§ DÉFIS:
(a) Quels titres d'œuvres l'extrait sur Paris et la littérature canadienne-française mentionne-t-il ? Donnez-les tous.
(b) Pouvez-vous recopier mot pour mot toutes les lignes des enregistrements ci-dessous ?

Paris ! C’est un nom qui donne le vertige et j’étais allé me jetter dans le gouffre. Force m’est ici de faire des révélations pathétiques. J’étais seul, sans appui, ignoré, ignorant le sombre et délicieux enfer où s’engloutissent tous les jours tant de vigoureuses espérances. […] Mon ambition était d’étonner mes contemporains par mon style. […] Je tombai donc dans cet immense Paris, et dès le premier jour j’eus peur. Il n’est pas de solitude plus déserte qu’une grande ville où l’on ne connaît personne. […] J’errai, et bientôt je sentis le vide, l’angoisse, le vague saisissement de l’inconnu [3].

Il est impossible de ne pas remarquer le traumatisme avoué de l’écrivain canadien-français à Paris : la Ville-Lumière porte un « nom [qui] rayonne sur le monde » et « qui donne le vertige » ; les périphrases se déploient, amples et nombreuses, autour de ce nom qui s’ouvre aussitôt comme un « gouffre », un « sombre et délicieux enfer ». « Le vide, l’angoisse, le vague saisissement de l’inconnu » sont le fait d’« une grande ville où l’on ne connaît personne », mais ce sont aussi les indices d’une aliénation, d’une exclusion plus amère que celle de la communauté des liens du sang ou des rapports sociaux. La nostalgie de l’origine s’exprimait par le sentiment de l’exil sous la plume de François-Xavier Garneau racontant ses propres souvenirs de voyage en France : « [C]ette vieille terre […] dont j’avais tant entendu parler par nos pères, et dont le souvenir se prolongeant de génération en génération, laisse après lui cet intérêt plein de tristesse qui a quelque chose de l’exil [4]. »

Une tension frappante se remarque partout dans ces témoignages qui présentent, en effet, un « intérêt plein de tristesse ». Il faudra attendre une nouvelle conjoncture et le siècle suivant avant que les écrivains québécois commencent à explorer cet éloignement « qui a quelque chose de l’exil ». Et quand Buies raconte cette expérience (« Je tombai donc dans cet immense Paris, et dès le premier jour j’eus peur »), il ouvre un récit encore à venir, récit qui ne pourra s’élaborer que longtemps après lui (chez Marie-Claire Blais, dans Une liaison parisienne [5], ou chez Michel Tremblay, dans Des nouvelles d’Édouard [6]).

Les contemporains d’Arthur Buies étaient douleureusement conscients d’une différentiation nécessaire entre la littérature canadienne-française qu’ils désiraient fonder et la grande littérature française dont le modèle semblait condamner d’avance leurs efforts. On sait qu’Octave Crémazie risqua l’hypothèse suivant laquelle la littérature nationale aurait de meilleures chances de s’imposer si elle s’écrivait en huron plutôt qu’en français [7]. Vers la fin du siècle, Arthur Buies en vint à se demander à qui cette littérature pouvait bien s’adresser chez un peuple « sans classe instruite [8] », et Jules Fournier expliqua au critique français Charles ab der Halden [9], en 1906 et 1907, que la littérature canadienne-française n’existait pas : on avait publié, depuis quelque quatre-vingts ans, des romans historiques et des romans de la colonisation qui se lisaient comme des sermons, des épopées sans héros, des vers réguliers sans poésie et remplis de fierté patriotique, tout cela dans un vide quasi absolu de la critique. Bref, cela ne faisait pas une littérature. En poésie, la consécration de Louis Fréchette à Paris (lauréat de l’un des prix Montyon de l’Académie française en 1880 pour Les fleurs boréales) devait bientôt pâlir devant la révélation d’Émile Nelligan, en 1904, grâce au premier recueil de ses vers réalisé par Louis Dantin : Émile Nelligan et son oeuvre [10]. Ainsi, la référence à la France dans la littérature québécoise du dix-neuvième siècle semble tout au moins problématique, voire douloureuse.

§ ENREGISTREMENTS PRÉSENTÉS:

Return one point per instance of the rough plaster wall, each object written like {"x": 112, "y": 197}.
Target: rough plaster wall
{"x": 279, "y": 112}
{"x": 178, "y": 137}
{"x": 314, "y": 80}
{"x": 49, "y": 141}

§ CORRIGÉ DE L'EXERCICE:
(a)
- Une liaison parisienne
- Des nouvelles d'Édouard
- Les fleurs boréales
- Émile Nelligan et son oeuvre

(b)
Return one point per instance of the rough plaster wall, each object written like {"x": 112, "y": 197}.
Target: rough plaster wall
{"x": 279, "y": 112}
{"x": 178, "y": 137}
{"x": 314, "y": 80}
{"x": 49, "y": 141}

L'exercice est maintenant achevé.